→ THE TASK:
Reproduce every line below verbatim, leaving out the pictures.

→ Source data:
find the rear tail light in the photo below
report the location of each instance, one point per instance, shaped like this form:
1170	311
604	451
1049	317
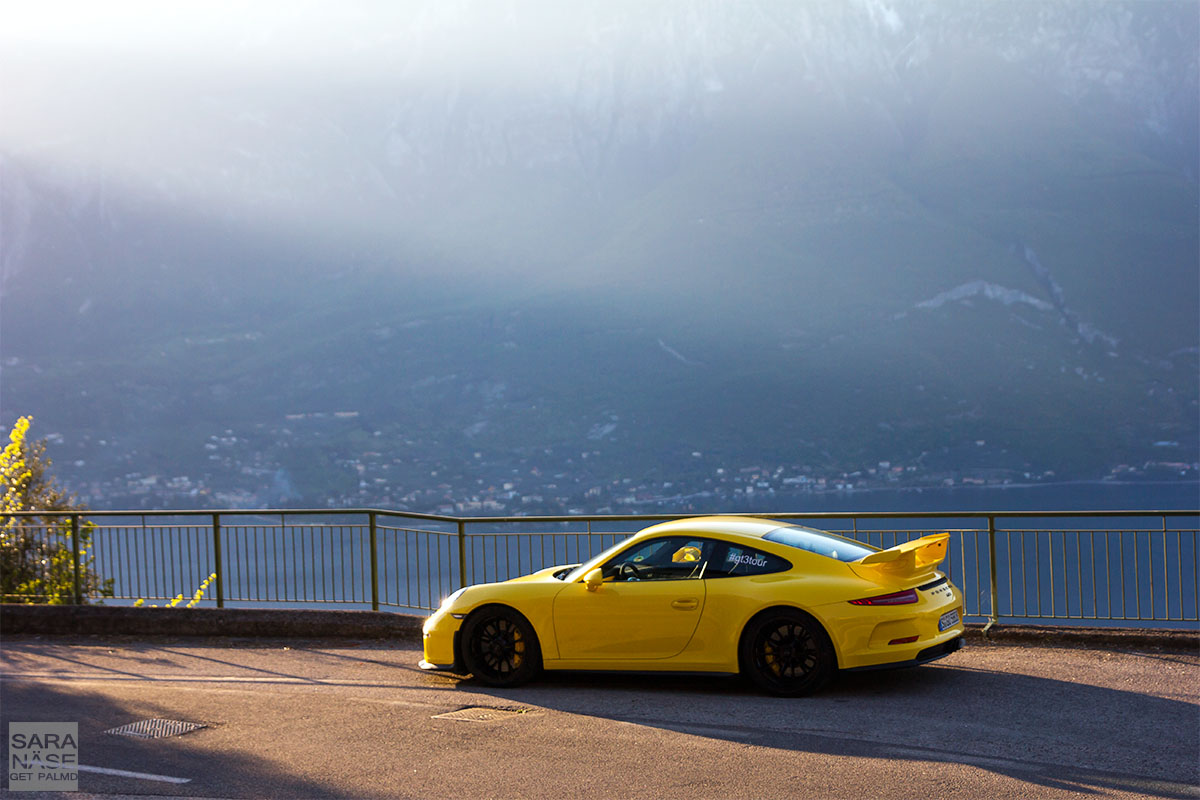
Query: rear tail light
895	599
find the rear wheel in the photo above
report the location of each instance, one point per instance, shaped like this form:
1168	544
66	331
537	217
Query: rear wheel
786	651
499	647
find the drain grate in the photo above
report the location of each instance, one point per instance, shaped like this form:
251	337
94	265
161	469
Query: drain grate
156	728
481	714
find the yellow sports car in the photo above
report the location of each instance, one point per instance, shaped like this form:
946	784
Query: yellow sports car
784	605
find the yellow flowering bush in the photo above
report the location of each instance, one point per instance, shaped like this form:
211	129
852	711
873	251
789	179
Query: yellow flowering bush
36	553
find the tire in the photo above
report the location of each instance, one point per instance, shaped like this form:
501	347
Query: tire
499	647
785	651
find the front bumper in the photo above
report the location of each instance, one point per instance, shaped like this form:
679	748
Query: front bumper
439	639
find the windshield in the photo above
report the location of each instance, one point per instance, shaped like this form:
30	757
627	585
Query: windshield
820	542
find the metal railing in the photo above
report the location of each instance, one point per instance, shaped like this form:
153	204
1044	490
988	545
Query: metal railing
1135	566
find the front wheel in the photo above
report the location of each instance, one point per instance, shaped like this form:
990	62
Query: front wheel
787	653
499	647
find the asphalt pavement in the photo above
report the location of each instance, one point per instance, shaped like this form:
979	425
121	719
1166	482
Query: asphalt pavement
303	719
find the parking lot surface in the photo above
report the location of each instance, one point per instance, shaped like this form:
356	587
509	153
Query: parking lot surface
358	720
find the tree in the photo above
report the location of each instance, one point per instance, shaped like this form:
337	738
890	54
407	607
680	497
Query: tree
37	553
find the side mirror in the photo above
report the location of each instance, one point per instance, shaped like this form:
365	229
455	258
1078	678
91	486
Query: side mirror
594	578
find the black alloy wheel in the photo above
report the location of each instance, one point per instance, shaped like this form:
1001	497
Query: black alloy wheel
499	647
787	653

→ RESPONSE:
find the rear tail light in the photo below
report the location of each instance, one point per instance, shaped like this form:
1170	311
604	451
1049	317
Query: rear tail light
895	599
find the rear wheel in the photo above
report the location of each instance, one point per instance, shaped like this form:
1168	544
66	331
537	217
Query: rear wheel
786	651
499	647
find the drain grate in the photo above
report the location of each instance, one point per instance, shaped like this form:
251	337
94	265
161	469
Query: drain grate
156	728
481	714
find the yellow sports car in the photo above
report the location of each instance, one point per instance, shaped like this form:
946	784
Query: yellow sports car
784	605
find the yellow flowering bush in the photo above
report the location of each instance, one point per instance, shaped like this form:
211	129
852	711
873	251
789	179
Query: yellow flowering bush
36	553
find the tire in the photo above
report the location of each instance, one point per instance, shaped like this form:
501	347
Query: tire
499	647
785	651
find the front bumper in the photo above
report the location of each instance, one point per instance, shaped like this form:
679	748
Query: front bumper
439	639
find the windshield in the photo above
report the location of each instance, one point per instance, shaped like this form:
30	757
627	585
Query: windshield
820	542
find the metal railing in the photo above
report the location of each instance, one point per instance, shaped like this form:
153	204
1044	490
988	545
Query: metal railing
1135	566
find the front wheel in the photo above
report the location of each instance, one point per instance, shaped like this form:
990	62
Query: front wheel
787	653
499	647
find the asphalt pavement in the photo above
report the location of each instance, one point per instance, shaped like this form:
979	425
121	719
1166	482
Query: asphalt pavement
303	719
find the parking lot surface in the photo above
report the location of each instance, one point per instance, shaped like this form:
356	587
509	153
Query: parking lot surface
358	720
find the tree in the photo above
report the location of each instance, one point per instance, shaped like this form:
337	738
890	54
407	607
680	497
Query: tree
37	553
find the side mirror in the photo above
report the location of each instance, one point per instance, shaped like this form:
365	229
455	258
1078	678
91	486
Query: side mirror
594	578
find the black alloy wheel in the photo above
report the location of each instance, one point per instance, shaped like this form:
1001	497
Query: black alloy wheel
499	647
787	653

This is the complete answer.